▸ Stored data:

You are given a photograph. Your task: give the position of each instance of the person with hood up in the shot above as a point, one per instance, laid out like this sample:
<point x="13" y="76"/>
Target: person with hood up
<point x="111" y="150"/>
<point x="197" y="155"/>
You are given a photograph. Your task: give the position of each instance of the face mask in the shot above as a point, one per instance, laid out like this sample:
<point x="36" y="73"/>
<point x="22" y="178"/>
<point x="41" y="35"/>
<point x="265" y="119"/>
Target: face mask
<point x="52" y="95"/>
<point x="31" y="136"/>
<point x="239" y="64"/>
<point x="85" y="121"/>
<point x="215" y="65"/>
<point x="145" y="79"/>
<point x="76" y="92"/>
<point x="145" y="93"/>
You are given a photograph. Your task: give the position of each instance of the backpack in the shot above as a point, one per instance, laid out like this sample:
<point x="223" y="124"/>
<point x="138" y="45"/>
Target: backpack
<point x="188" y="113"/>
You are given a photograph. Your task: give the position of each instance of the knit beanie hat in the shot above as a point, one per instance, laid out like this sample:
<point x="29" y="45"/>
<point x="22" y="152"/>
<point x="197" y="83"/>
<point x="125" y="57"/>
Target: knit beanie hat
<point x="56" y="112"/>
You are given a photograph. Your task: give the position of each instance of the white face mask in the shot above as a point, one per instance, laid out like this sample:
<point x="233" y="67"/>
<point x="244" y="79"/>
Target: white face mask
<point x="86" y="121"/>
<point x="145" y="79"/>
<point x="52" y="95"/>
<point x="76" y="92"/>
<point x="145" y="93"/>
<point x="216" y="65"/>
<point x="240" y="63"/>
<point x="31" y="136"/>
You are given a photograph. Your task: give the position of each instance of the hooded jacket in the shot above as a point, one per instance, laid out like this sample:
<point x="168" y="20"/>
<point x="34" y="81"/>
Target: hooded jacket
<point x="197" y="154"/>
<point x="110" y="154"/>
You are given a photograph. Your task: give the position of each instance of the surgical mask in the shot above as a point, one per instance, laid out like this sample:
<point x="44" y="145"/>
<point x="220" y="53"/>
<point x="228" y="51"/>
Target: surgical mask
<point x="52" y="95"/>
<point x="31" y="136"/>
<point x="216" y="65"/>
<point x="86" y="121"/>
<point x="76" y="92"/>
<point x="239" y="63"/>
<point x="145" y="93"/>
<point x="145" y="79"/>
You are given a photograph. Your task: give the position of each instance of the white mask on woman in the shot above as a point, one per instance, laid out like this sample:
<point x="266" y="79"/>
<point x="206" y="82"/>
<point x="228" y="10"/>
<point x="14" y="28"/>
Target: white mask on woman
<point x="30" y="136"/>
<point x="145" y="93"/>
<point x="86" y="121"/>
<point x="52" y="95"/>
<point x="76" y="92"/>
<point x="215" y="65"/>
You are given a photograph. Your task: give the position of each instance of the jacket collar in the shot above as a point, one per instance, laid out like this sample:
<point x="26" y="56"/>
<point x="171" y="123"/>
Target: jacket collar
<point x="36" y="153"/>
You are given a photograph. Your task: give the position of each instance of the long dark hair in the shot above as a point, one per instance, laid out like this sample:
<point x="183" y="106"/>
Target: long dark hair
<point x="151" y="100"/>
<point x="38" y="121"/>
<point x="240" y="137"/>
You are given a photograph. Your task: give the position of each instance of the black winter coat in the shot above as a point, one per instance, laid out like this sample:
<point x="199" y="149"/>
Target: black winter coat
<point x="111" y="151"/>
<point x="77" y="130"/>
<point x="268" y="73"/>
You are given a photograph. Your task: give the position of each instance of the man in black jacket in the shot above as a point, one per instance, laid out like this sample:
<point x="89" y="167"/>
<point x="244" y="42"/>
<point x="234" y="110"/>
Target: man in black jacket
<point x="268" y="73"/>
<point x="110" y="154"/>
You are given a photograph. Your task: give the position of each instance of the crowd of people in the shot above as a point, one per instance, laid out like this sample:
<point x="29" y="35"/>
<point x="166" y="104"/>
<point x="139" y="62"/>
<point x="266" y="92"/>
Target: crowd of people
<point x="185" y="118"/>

▸ Instruction: Please write out again the stretch from the line containing "of the crowd" through the end of the records, both ends included, with the requests and their format samples left unchanged. Multiply each x and y coordinate in the answers by 1.35 and round to whole numbers, rounding halves up.

▸ Response below:
You are given a photograph. Your task: give the position of each instance of the crowd of people in the shot above as a point, one per instance, laid out like this sample:
<point x="29" y="35"/>
<point x="166" y="104"/>
<point x="139" y="62"/>
<point x="266" y="92"/>
Target: crowd of people
<point x="250" y="159"/>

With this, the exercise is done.